■ Activity ■
Reproduce the whole listing below without its pictures, exactly as written.

■ Excerpted data ■
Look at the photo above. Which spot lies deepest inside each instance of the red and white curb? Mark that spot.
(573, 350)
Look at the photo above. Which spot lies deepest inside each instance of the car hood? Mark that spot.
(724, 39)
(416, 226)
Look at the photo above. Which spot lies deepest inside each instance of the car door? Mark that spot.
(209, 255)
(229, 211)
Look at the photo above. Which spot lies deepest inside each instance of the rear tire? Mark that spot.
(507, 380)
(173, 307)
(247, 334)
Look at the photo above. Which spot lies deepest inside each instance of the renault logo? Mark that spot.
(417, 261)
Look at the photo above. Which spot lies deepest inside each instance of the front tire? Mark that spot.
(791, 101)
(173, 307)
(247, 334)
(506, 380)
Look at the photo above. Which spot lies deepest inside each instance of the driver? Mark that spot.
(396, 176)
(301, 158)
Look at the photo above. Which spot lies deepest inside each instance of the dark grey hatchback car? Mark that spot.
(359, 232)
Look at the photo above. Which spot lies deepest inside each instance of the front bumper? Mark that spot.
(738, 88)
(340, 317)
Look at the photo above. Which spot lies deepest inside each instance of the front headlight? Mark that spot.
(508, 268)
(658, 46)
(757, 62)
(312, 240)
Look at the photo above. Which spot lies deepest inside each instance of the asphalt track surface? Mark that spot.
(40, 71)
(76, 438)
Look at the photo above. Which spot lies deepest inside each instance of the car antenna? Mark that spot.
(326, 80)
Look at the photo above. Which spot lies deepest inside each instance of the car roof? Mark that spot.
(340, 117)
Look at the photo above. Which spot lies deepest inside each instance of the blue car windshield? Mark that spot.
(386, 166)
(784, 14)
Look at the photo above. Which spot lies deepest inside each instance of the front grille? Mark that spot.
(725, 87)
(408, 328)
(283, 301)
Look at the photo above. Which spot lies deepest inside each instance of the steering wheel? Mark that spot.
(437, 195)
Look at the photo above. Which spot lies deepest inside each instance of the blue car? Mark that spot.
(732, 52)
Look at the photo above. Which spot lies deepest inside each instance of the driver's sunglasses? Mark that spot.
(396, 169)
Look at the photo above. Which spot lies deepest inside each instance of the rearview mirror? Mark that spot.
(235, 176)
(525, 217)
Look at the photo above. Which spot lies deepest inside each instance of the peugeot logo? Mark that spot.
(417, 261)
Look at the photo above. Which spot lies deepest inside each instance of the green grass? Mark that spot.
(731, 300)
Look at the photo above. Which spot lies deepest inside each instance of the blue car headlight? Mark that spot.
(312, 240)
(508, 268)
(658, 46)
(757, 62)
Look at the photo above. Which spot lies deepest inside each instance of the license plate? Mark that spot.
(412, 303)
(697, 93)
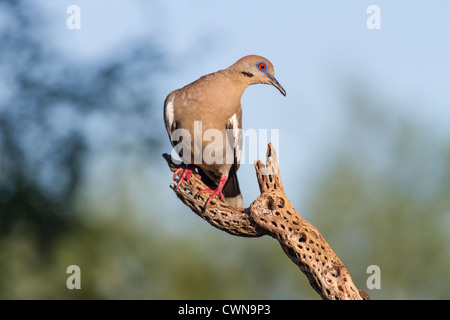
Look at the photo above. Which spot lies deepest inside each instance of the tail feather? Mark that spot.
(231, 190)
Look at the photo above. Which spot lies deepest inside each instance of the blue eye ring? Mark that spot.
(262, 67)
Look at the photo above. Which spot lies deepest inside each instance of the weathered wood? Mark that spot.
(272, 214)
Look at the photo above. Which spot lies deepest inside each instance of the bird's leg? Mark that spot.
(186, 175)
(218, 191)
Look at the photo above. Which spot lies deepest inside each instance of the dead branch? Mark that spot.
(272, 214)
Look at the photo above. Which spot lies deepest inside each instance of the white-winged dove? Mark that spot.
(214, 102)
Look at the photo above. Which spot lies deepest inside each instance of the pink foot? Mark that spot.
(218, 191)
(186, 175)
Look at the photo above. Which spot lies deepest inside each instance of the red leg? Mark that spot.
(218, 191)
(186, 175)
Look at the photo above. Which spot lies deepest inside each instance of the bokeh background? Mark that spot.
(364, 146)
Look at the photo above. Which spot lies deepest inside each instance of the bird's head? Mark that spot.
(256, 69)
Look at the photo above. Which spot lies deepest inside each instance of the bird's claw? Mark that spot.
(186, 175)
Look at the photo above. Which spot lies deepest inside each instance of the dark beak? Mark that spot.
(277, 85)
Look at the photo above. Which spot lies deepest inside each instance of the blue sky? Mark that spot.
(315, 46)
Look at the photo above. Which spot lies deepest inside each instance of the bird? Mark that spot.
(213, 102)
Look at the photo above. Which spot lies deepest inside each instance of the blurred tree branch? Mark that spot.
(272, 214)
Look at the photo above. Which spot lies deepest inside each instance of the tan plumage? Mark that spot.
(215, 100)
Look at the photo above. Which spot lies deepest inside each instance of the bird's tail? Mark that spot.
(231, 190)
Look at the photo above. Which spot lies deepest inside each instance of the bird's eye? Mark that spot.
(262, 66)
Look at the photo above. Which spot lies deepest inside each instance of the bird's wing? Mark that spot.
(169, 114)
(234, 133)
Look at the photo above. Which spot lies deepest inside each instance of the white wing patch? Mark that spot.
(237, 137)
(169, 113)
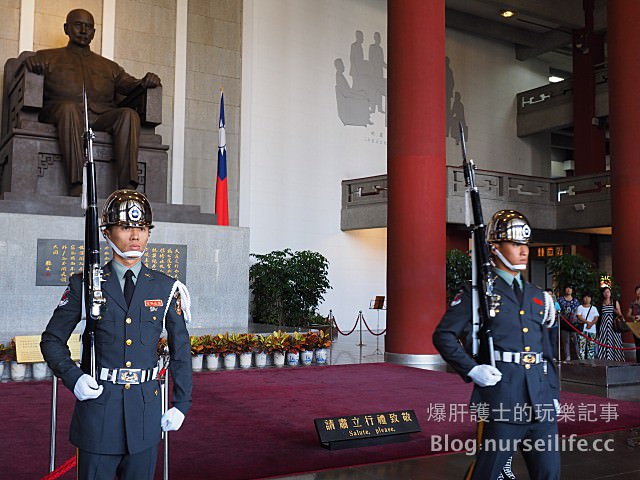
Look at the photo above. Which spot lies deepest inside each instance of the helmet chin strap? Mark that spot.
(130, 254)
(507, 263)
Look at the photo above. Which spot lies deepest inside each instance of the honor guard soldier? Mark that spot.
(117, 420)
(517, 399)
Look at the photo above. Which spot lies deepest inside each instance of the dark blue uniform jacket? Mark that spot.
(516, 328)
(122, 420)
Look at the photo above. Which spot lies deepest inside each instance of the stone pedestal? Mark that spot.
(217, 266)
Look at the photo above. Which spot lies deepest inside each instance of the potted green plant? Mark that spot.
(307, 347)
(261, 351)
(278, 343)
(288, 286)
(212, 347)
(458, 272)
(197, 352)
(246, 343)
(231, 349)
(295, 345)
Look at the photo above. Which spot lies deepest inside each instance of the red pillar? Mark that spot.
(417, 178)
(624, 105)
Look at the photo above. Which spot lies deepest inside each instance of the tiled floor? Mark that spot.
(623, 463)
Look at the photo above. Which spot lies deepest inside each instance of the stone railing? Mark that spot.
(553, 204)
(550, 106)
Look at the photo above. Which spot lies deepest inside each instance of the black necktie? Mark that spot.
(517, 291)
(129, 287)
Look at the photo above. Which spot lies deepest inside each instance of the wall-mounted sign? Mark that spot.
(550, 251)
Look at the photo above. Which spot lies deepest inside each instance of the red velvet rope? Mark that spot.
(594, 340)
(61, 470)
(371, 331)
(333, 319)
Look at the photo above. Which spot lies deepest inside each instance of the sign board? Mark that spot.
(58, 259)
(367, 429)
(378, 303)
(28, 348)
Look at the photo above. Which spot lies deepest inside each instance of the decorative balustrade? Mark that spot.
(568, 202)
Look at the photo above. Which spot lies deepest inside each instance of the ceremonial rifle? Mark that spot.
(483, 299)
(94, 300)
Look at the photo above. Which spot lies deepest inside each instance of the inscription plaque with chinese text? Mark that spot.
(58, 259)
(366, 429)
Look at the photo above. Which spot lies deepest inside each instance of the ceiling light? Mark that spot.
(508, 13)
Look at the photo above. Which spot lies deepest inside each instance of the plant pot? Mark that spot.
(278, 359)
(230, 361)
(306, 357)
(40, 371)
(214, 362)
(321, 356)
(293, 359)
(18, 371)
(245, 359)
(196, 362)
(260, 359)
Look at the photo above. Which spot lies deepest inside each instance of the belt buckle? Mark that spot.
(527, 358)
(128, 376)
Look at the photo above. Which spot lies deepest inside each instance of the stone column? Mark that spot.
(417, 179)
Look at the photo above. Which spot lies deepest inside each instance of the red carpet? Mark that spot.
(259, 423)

■ Final answer ■
Look at the photo above. Which spot lies deepest inside each instance of the red and white curb? Mark that spot.
(573, 350)
Look at the photo above. Which spot lies deepest inside each instance of the car hood? Mark that spot.
(724, 39)
(416, 226)
Look at the photo above. Which spot lies deepest inside each instance of the car door? Mark that spot.
(209, 255)
(229, 211)
Look at the photo above. Which spot lies deepest inside each instance of the rear tire? Mark that spot.
(507, 380)
(173, 307)
(247, 334)
Look at the photo above. Which spot lies deepest inside each instance of the renault logo? Mark that spot.
(417, 261)
Look at the photo above. Which spot lies deepest inside each instance of the front tire? Mark that spot.
(791, 101)
(173, 307)
(247, 334)
(506, 380)
Look at the photo above. Which spot lies deepest inside each instance of the driver? Mark that spot.
(396, 176)
(301, 158)
Look at the photo above. Which spot lies deepest inside each instance of the dark grey hatchback car? Mark that spot.
(359, 232)
Look at the photo above. Which spot lies deepest inside each instance of the front bumper? Mark that spot.
(738, 88)
(340, 317)
Look at the photo above. Which spot lies deepest inside each instance of the front headlight? Mark that spot.
(508, 268)
(658, 46)
(757, 62)
(312, 240)
Look at the photo above. Which spot lies deepest inside each instance of the asphalt track surface? Mark that spot.
(40, 71)
(76, 438)
Look at the photo above. Which spot lies deepest inside each instance of the car antenna? Mark that spot.
(326, 80)
Look at the photo above. Which spot lies deepest inside each instance of the car roof? Mark that spot.
(340, 117)
Look at the photo above. Which spot lies deepest inside each instance of the blue car windshield? Mark that spot.
(386, 166)
(784, 14)
Look at the photo above. Which spot lies deepest inside each instance of the front grille? Mark that spot.
(725, 87)
(408, 328)
(283, 301)
Look at the photo above. Which spot lies deepest inside each instance of the steering wheel? Mark that spot.
(437, 195)
Look at the photo above. Which spot lies deepest inside each instance of the blue car? Mark that spot.
(732, 52)
Look at the photo above. Which spot lies deepest inside each instance of the driver's sunglasses? Mark that spot.
(396, 169)
Look at the photo above. Which spot lies deepest inside each instance of the rearview mirror? Mark that spot.
(235, 176)
(525, 217)
Look at the photo above. Which spot lies deepest inside each instance of the peugeot logo? Mark that spot.
(417, 261)
Look at the photo above. Which spot lies deepest inside each instance of the green grass? Mark that spot.
(731, 300)
Look at the photo above. Which spot lies deepest inside each instance of the blue car headlight? Mark that spot.
(312, 240)
(508, 268)
(658, 46)
(757, 62)
Look at the photo above. Which spot lies deepest inside each instance of the license plate? Mark that spot.
(412, 303)
(697, 93)
Look at the photo above. Which spot lies deepest inside each instance of the tail feather? Mark that spot.
(231, 190)
Look at the photo above. Which spot lies deepest inside each instance of the blue eye ring? Mark that spot.
(262, 67)
Look at the photo above. Which spot lies deepest inside each instance of the weathered wood? Mark that spot.
(272, 214)
Look at the photo above. Which spot lies deepest inside each instance of the bird's leg? Mark that spot.
(186, 175)
(218, 191)
Look at the photo above. Which spot lies deepest inside each instance of the dead branch? Mark that spot.
(272, 214)
Look at the photo above. Which spot lies deepest inside each instance of the white-winged dove? Mark that spot.
(214, 102)
Look at the photo above. Which spot lies deepest inside each instance of the pink foot? Mark that spot.
(218, 191)
(186, 175)
Look at the photo above. Which spot lies deepest inside each instance of the red leg? Mark that spot.
(218, 191)
(186, 175)
Look at the photo above. Which spot lies deepest inside each instance of the bokeh background? Mark that spot.
(364, 146)
Look at the photo above. Which spot lies deepest inside each instance of the bird's head? Mark that spot.
(256, 69)
Look at the photo above. Which spot lies deepest inside each instance of the bird's claw? Mark that spot.
(186, 175)
Look at the photo above. Which spot lies deepest inside each instance of the dark beak? Mark that spot.
(277, 85)
Look at the photo above. Which spot lies deepest inside each instance of the blue sky? Mark that spot.
(315, 46)
Look at the photo above. Which spot lies deepest inside each instance of the bird? Mark that spot.
(213, 102)
Look at the photo above. Which spot lies deepest inside each instance of the blurred tree branch? Mark that spot.
(272, 214)
Look at the photo above. Which spot lies deepest inside each instance of the tan plumage? Mark that spot.
(215, 100)
Look at the photo above. Which spot lies deepest inside each instance of the bird's tail? Mark that spot.
(231, 190)
Look at the photo above. Which spot lies deepest inside each instance of the bird's eye? Mark that spot.
(262, 66)
Look at the photo above. Which spot lies deepest inside each instance of the bird's wing? Mark that spot.
(169, 114)
(234, 133)
Look at the photo above. Which spot lies deepest inside each instance of the white wing patch? Mark that spot.
(237, 137)
(169, 113)
Look at the photo above. Which spot lies deepest inside each instance of the helmet chin strap? Mark that spot.
(130, 254)
(507, 263)
Look at the photo above. Which spot lies deepest inside each instance of the honor guard soldier? Mark that spot.
(117, 420)
(517, 399)
Look at the photo above. Which spot lies deepest inside each instance of the dark blue uniform jacket? Mark that spot.
(516, 328)
(122, 420)
Look at the photo above. Which spot lies deepest inside each instance of the stone pedestal? Mark that spot.
(217, 266)
Look at the photo above. Which spot lies deepest inside each instance of the potted green plant? Mark that spot.
(307, 347)
(261, 351)
(278, 343)
(288, 286)
(212, 347)
(458, 272)
(197, 352)
(246, 343)
(231, 349)
(295, 345)
Look at the photo above. Which spot lies deepest inside each instance of the red pillar? Mark that spot.
(417, 178)
(624, 105)
Look at the photo above. Which spot lies deepest inside each instance of the tiled floor? Mark that spot.
(623, 463)
Look at the photo above. Which spot lies deepest inside each instance of the stone railing? Mark that spot.
(553, 204)
(550, 106)
Look at the photo above. Which spot lies deepest inside each instance of the black necktie? Mark that spot.
(517, 291)
(129, 287)
Look at the photo above. Which spot lies deepest inside each instance of the wall-mounted sign? Mark that spot.
(550, 251)
Look at the photo above. Which spot lies deepest inside each instance of the red velvet rope? Mark that spot.
(594, 340)
(61, 470)
(371, 331)
(333, 319)
Look at the photo above. Which spot lies deepest inside each instance of the sign board? Mark that spot.
(58, 259)
(367, 429)
(378, 303)
(28, 348)
Look at the photo above. Which spot lies deepest inside each instance of the decorative balustrade? Mark that spot.
(568, 202)
Look at the photo above. Which spot lies deepest inside each instance of the ceremonial rifle? Mark that spot.
(483, 299)
(94, 300)
Look at the photo above. Which spot lies deepest inside each instance of the inscription plaque with chinese text? Mark that spot.
(58, 259)
(366, 429)
Look at the photo above. Which spot lies deepest inside each instance of the ceiling light? Mark that spot.
(508, 13)
Look at the photo above. Which spot lies deepest inside each instance of the plant pot? Mark that spot.
(278, 359)
(230, 361)
(306, 357)
(40, 371)
(214, 362)
(321, 356)
(293, 359)
(18, 371)
(245, 359)
(196, 362)
(260, 359)
Look at the photo above. Which spot lies deepest inside each instance of the belt buckle? Mark that spot.
(527, 358)
(128, 376)
Look at the photo above. Which spot lies deepest inside each instance of the stone column? Mark that spot.
(417, 179)
Look at the photo above. Which spot lies deepest inside each instance of the red carpet? Mark that spot.
(259, 423)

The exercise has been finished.